EXTRAIT>
◆ ◆ ◆ ◆ ◆ ◆ ◆

Comment mon pays a-t-il pu tomber si bas?

          Depuis plus de 30 ans, c’est la gauche qui dicte les règles du débat politique et impose sa vision de la société. Et la droite s’incline devant son diktat parce que ses représentants ont simplement peur de perdre leur place confortable. Je ne veux ni de cette gauche, ni de cette droite engluée dans un conservatisme devenu suicidaire alors que les finances publiques ne sont plus maîtrisées et que l’État-providence est à bout de souffle. Il est temps de partir sur de nouvelles bases ou bien la France sera mise sous tutelle.

          La France a donc besoin d’une politique libérale (libéralisation, décentralisation, ouverture à la concurrence); mais qui la mettra en oeuvre? Peut-on croire un instant que, parmi les candidats favoris, il y a celle ou celui qui entreprendra les réformes structurelles qui ont été systématiquement enterrées par les partis qu’ils représentent?

          C’est pourquoi je me suis réjoui de la création de Alternative Libérale qui envoie dans la course aux présidentielles son président Édouard Fillias. Bien sûr, ce parti est tout récent et ne pourra pas modifier la donne en 2007. Mais c’est aujourd’hui qu’il faut se lancer dans la course si l’on veut être aux rendez-vous historiques qui attendent toujours un pays au bord du gouffre.

          À mon avis, les dés sont jetés pour la France dont les politiques n’ont pas changé de cap depuis les trente dernières années. Le débat pour les présidentielles de 2007 se fait déjà à l’intérieur de grands cadres imposés par la gauche, notamment à travers les médias (et les « peoples ») dont la grande majorité est acquise à la gauche et trouve sympathique les Besancenot, Bové et autres farfelus de la révolution rouge. Dans ce contexte biaisé, il n’est pas étonnant de voir les candidats socialistes rivaliser en promesses démagogiques: Dominique Strauss-Kahn promet de relever le SMIC à 1500 euros tandis que Laurent Fabius fustige la loi du profit. En face, la droite répond en promettant de redonner du pouvoir d’achat. Refrain archi ressassé pour cautionner des politiques conjoncturelles usées.
 

« À mon avis, les dés sont jetés pour la France dont les politiques n’ont pas changé de cap depuis les trente dernières années. »


          Personne ne veut écouter les avis du dernier prix Nobel d’économie? Mais ne plaide-t-on pas en France pour un prix Nobel alternatif? Il est vrai que les économistes français officiels ont développé une « science économique » incompréhensible pour le reste du monde, pour les responsables d’entreprises et pour les étudiants qui fuient en masse cette filière aujourd’hui discréditée. Mais il semble que cette science n’ait pas fait de véritables miracles sur notre propre économie: elle aurait même cautionné les pires maladresses car nos dirigeants ont sans doute fait plus de mal à notre propre économie que tous les chocs pétroliers réunis…

          Comment donc des responsables politiques, dont le mandat et la mission consistent à gérer les deniers publics, peuvent-ils continuer à tenir encore de tels discours alors qu’ils laissent à chacun de leur passage au pouvoir un état des lieux catastrophiques en termes de finances publiques? Comment peuvent-ils ensuite prétendre donner des leçons aux entreprises (qui sont obligées de bien tenir leur budget) ou même aux ménages dont le revenu disponible rétrécit au fur et à mesure que s’alourdissent les prélèvements sociaux et fiscaux?

◆ ◆ ◆ ◆ ◆ ◆ ◆

LISTE DES ENREGISTREMENTS>
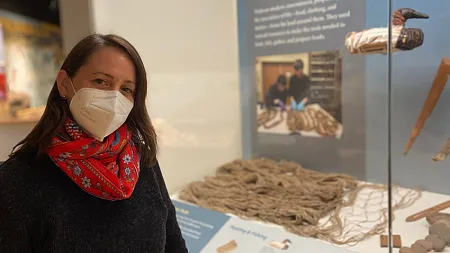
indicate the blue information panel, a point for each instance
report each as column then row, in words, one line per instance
column 206, row 231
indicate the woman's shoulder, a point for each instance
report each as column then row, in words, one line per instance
column 18, row 174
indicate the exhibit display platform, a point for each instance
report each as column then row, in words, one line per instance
column 409, row 232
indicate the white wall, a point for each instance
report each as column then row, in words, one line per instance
column 76, row 21
column 190, row 51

◆ ◆ ◆ ◆ ◆ ◆ ◆

TRAVAIL À FAIRE>
1: Résumez l'extrait en deux phrases.
2: Répondez à ces questions d'après l'extrait :
(a) Quel parti envoie son président dans la course aux présidentielles ?
(b) À quel montant Dominique Strauss-Kahn promet-il de relever le SMIC ?
(c) Que promet la droite en réponse aux candidats socialistes ?
3: Dans l'extrait, récrivez sous forme de liste le paragraphe qui commence par « C'est pourquoi je me suis réjoui », en gardant ses faits principaux.

RÉPONSES>
1: Selon l'extrait, la gauche dicte depuis plus de 30 ans les règles du débat politique, la droite s'incline devant elle, et la France a besoin d'une politique libérale. La création d'Alternative Libérale, qui présente son président Édouard Fillias aux présidentielles, y est saluée, tandis que les promesses démagogiques des candidats et l'état catastrophique des finances publiques laissé par les responsables politiques sont dénoncés.

2:
(a) Alternative Libérale, avec son président Édouard Fillias.
(b) À 1500 euros.
(c) Elle promet de redonner du pouvoir d'achat.

3:
- L'auteur se réjouit de la création d'Alternative Libérale, qui envoie son président Édouard Fillias dans la course aux présidentielles.
- Ce parti est tout récent et ne pourra pas modifier la donne en 2007.
- Il faut pourtant se lancer dans la course dès aujourd'hui pour être aux rendez-vous historiques qui attendent un pays au bord du gouffre.